Consegna >> Ricopia per intero, parola per parola, il brano qui sotto sulla correzione dell'errore di bilancio.

Si tratta, evidentemente, di dati specifici essenziali, soprattutto al fine di distinguere l’ipotetico errore nella compilazione del bilancio da quella risultanza che, invece, costituisca una “stima” contabile, ovvero un’iscrizione fondata su una determinata valutazione della natura della relativa posta, che in ipotesi non appaia ex post conveniente sotto il profilo economico o fiscale.
Nel caso di specie, difetta innanzitutto una specifica e adeguata allegazione della natura del preteso errore, in difetto del quale la contabilizzazione della partecipazione nell’attivo circolante è riconducibile ad una scelta discrezionale dell’imprenditore e neppure giustifica l’eventuale attivazione delle procedure di correzione di cui all’OIC 29.
E, comunque, ove pure dovesse supporsi l’ipotetico errore a monte, difetta altrettanto l’allegazione puntuale del pronto utilizzo di tali procedure contabili correttive, prima della sua rilevazione nel corso della verifica fiscale che ha originato l’accertamento impugnato, risultando pacificamente che la rettifica spontanea è stata deliberata dalla società solo in concomitanza con la notifica alla stessa del relativo p.v.c.
La Corte precisa, inoltre, come debba evitarsi ogni possibile confusione tra la correzione dell’assunto errore del bilancio del primo bilancio 2002 (pacificamente avvenuta solo nel 2009) e la mancata ripetizione del medesimo errore nei bilanci successivi a quello del 2002, nei quali la ricorrente deduce di aver inserito la partecipazione in questione tra le immobilizzazioni finanziarie.
Tale ultima circostanza, infatti, non equivale alla correzione del bilancio originario del 2002 e comunque, di per sé, non è idonea e sufficiente ad integrare la condizione oggettiva richiesta dall’art. 87, comma 1, lett. b, del DPR n. 917 del 1986, ovvero la classificazione della partecipazione nelle immobilizzazioni finanziarie nel primo bilancio chiuso durante il periodo di possesso.

[Dati raccolti]
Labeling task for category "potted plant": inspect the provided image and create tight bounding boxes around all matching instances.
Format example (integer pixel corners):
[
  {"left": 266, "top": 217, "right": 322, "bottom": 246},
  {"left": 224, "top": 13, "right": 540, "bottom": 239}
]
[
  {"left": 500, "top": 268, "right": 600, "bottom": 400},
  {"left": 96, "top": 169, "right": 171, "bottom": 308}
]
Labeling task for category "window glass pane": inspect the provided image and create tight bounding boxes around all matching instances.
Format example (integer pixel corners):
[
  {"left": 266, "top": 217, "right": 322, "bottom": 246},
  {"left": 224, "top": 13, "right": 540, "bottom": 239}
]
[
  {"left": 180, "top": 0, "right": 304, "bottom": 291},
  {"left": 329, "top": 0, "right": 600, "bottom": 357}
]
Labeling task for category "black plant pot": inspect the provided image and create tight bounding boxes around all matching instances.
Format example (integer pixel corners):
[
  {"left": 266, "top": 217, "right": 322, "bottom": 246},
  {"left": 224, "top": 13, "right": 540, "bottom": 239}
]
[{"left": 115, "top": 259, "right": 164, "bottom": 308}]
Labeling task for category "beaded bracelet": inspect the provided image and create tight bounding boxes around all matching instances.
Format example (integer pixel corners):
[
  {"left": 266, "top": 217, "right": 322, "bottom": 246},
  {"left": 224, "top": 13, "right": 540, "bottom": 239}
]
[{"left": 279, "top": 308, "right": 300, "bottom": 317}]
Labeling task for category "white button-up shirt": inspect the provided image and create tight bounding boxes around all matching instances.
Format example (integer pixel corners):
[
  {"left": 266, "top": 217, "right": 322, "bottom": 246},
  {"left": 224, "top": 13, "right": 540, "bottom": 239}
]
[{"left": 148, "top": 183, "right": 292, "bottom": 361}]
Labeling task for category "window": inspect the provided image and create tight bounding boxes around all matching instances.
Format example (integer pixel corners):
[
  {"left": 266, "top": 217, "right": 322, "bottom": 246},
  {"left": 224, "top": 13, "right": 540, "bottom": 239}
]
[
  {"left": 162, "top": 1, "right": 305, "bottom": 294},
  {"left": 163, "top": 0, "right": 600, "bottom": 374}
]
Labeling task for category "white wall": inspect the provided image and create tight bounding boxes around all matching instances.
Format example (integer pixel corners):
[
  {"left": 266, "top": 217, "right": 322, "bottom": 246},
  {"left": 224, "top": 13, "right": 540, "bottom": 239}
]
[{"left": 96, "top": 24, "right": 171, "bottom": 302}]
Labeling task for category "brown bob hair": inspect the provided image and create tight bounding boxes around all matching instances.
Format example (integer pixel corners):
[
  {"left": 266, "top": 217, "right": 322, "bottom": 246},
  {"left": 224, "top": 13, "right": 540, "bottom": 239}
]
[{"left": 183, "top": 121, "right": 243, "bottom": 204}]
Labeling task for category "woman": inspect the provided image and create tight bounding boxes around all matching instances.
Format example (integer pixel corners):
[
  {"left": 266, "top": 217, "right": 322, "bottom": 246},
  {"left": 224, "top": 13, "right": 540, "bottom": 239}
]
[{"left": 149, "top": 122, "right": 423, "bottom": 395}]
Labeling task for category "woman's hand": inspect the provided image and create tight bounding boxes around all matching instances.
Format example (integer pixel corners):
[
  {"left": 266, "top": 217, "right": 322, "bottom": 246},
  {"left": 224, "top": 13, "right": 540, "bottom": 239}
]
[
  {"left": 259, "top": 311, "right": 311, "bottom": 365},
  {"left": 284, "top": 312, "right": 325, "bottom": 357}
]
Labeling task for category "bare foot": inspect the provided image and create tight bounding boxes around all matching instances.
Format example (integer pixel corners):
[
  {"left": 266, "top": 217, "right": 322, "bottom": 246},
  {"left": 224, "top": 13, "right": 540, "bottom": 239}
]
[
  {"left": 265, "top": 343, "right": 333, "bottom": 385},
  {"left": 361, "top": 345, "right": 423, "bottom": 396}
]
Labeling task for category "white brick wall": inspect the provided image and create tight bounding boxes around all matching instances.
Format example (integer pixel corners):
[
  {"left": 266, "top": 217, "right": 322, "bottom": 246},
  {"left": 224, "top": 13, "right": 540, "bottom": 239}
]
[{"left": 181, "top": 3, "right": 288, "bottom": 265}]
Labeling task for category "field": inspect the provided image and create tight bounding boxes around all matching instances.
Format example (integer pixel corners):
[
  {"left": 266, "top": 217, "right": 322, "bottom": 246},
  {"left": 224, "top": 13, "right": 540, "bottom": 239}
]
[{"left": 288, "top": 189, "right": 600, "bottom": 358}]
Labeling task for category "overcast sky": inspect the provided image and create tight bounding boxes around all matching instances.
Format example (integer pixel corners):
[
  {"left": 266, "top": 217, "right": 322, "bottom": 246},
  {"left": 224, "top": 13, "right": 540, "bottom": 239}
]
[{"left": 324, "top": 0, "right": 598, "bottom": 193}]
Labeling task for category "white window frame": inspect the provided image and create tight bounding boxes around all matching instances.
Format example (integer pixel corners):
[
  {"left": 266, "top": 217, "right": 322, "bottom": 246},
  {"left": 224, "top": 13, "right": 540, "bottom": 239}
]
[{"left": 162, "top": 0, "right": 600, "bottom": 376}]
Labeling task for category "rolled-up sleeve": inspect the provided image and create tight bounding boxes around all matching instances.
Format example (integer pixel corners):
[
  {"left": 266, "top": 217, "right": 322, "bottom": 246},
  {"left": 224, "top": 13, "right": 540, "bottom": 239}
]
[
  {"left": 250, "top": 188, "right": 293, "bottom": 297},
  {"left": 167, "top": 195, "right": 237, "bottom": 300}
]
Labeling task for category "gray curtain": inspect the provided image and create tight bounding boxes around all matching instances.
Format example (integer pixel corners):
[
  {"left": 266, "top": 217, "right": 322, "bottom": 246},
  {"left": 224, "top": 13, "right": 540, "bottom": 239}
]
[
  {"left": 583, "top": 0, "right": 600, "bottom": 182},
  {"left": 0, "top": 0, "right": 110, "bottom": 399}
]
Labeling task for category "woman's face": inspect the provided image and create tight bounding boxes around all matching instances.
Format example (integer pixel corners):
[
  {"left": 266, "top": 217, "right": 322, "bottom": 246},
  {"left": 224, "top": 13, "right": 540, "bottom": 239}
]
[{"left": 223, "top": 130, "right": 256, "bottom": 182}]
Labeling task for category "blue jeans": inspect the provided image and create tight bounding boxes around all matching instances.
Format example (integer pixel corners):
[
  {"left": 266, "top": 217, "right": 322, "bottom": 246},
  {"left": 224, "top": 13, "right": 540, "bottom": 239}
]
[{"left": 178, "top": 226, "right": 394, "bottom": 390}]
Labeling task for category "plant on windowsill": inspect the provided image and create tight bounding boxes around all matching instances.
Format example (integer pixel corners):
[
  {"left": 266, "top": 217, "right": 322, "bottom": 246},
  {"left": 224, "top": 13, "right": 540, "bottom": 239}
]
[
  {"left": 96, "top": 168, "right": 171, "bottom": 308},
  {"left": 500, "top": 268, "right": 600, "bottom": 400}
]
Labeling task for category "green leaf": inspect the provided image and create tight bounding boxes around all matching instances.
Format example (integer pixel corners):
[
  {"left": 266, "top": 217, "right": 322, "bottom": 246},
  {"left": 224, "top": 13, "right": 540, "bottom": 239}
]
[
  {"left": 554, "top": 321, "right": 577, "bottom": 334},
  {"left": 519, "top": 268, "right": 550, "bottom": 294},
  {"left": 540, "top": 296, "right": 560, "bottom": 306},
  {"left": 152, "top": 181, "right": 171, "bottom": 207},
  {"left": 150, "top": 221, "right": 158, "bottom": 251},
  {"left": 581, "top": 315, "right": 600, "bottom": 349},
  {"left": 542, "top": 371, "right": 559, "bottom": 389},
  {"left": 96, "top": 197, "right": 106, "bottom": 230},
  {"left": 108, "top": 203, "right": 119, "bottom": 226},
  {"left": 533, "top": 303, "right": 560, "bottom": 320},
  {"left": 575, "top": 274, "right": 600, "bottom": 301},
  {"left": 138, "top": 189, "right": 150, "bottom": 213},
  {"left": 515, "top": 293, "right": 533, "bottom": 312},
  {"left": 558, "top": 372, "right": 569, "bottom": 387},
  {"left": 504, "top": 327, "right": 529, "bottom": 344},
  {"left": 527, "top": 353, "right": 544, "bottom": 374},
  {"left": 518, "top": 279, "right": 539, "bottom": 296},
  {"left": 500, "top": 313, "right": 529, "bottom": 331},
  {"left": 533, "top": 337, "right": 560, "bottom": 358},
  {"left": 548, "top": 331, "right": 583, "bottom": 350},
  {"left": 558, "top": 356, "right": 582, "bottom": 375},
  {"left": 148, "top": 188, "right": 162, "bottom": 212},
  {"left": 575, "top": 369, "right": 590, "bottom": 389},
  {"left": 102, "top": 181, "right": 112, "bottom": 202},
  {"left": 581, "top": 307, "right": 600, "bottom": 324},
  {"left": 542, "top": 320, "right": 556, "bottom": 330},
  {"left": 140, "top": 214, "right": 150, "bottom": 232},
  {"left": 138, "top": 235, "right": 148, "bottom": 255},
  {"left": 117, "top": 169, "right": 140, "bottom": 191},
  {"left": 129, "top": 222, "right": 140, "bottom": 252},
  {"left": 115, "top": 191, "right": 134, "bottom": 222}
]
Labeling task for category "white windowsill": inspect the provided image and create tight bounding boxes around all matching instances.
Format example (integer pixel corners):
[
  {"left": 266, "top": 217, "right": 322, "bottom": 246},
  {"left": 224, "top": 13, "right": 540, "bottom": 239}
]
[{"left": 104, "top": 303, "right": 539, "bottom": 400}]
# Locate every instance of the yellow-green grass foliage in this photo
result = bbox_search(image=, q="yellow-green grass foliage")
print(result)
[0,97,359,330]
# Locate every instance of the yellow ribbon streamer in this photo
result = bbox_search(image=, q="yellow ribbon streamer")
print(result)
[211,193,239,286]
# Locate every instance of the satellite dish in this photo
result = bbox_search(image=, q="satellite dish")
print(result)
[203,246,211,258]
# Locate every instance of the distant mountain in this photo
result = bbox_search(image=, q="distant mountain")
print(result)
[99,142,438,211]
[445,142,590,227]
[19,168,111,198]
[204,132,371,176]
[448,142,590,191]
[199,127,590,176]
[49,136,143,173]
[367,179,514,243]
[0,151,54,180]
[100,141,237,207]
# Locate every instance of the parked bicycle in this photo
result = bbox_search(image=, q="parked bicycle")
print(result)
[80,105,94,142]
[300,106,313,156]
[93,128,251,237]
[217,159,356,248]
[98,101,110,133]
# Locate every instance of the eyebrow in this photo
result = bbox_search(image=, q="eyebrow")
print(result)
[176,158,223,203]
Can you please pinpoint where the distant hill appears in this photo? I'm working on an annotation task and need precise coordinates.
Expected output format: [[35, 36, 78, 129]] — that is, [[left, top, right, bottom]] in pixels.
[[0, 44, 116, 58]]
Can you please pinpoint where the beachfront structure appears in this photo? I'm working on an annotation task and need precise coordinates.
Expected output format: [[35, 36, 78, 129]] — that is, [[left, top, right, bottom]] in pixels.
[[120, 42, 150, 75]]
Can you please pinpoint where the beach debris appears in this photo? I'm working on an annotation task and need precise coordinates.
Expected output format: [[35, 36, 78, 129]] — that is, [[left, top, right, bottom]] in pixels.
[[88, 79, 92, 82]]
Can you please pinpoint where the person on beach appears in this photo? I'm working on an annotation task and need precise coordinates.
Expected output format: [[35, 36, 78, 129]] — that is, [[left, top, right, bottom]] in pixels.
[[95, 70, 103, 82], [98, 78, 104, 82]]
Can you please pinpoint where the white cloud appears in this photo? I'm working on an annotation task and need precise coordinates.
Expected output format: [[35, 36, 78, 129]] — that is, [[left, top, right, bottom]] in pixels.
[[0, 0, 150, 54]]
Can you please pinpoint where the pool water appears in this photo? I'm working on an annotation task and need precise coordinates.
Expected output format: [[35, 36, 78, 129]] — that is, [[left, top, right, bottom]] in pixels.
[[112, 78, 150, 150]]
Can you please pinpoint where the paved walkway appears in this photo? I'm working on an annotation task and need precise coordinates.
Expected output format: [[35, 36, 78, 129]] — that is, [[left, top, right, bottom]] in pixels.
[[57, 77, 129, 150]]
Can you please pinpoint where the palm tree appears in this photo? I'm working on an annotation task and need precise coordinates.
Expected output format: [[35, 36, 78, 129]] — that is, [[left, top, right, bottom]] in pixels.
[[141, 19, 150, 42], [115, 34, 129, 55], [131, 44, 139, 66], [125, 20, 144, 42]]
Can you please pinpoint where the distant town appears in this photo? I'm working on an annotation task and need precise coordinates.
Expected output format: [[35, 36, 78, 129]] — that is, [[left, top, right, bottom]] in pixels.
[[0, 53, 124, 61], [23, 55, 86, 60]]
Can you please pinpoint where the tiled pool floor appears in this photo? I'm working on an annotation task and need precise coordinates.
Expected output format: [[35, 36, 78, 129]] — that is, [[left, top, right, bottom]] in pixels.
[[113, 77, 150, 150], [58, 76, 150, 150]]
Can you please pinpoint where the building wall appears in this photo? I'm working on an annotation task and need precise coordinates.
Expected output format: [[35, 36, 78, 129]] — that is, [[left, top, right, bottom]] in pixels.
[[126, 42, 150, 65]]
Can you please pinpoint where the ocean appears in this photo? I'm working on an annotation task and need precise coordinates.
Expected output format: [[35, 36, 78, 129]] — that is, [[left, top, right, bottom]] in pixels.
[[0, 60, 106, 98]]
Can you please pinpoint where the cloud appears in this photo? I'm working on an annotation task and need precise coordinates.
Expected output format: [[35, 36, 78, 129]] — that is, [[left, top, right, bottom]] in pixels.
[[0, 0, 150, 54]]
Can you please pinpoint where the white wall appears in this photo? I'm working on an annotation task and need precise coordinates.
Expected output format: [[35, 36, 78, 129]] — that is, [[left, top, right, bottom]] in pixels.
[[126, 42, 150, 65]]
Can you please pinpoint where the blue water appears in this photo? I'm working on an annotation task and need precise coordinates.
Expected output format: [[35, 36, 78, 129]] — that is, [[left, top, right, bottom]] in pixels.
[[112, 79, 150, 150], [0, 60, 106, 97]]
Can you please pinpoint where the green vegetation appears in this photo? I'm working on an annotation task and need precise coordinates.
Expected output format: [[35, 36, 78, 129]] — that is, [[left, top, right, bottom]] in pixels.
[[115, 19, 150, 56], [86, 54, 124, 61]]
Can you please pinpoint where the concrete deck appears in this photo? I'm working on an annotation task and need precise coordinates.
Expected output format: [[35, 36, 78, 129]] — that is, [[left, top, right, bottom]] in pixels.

Esito del compito >>
Si tratta, evidentemente, di dati specifici essenziali, soprattutto al fine di distinguere l’ipotetico errore nella compilazione del bilancio da quella risultanza che, invece, costituisca una “stima” contabile, ovvero un’iscrizione fondata su una determinata valutazione della natura della relativa posta, che in ipotesi non appaia ex post conveniente sotto il profilo economico o fiscale.
Nel caso di specie, difetta innanzitutto una specifica e adeguata allegazione della natura del preteso errore, in difetto del quale la contabilizzazione della partecipazione nell’attivo circolante è riconducibile ad una scelta discrezionale dell’imprenditore e neppure giustifica l’eventuale attivazione delle procedure di correzione di cui all’OIC 29.
E, comunque, ove pure dovesse supporsi l’ipotetico errore a monte, difetta altrettanto l’allegazione puntuale del pronto utilizzo di tali procedure contabili correttive, prima della sua rilevazione nel corso della verifica fiscale che ha originato l’accertamento impugnato, risultando pacificamente che la rettifica spontanea è stata deliberata dalla società solo in concomitanza con la notifica alla stessa del relativo p.v.c.
La Corte precisa, inoltre, come debba evitarsi ogni possibile confusione tra la correzione dell’assunto errore del bilancio del primo bilancio 2002 (pacificamente avvenuta solo nel 2009) e la mancata ripetizione del medesimo errore nei bilanci successivi a quello del 2002, nei quali la ricorrente deduce di aver inserito la partecipazione in questione tra le immobilizzazioni finanziarie.
Tale ultima circostanza, infatti, non equivale alla correzione del bilancio originario del 2002 e comunque, di per sé, non è idonea e sufficiente ad integrare la condizione oggettiva richiesta dall’art. 87, comma 1, lett. b, del DPR n. 917 del 1986, ovvero la classificazione della partecipazione nelle immobilizzazioni finanziarie nel primo bilancio chiuso durante il periodo di possesso.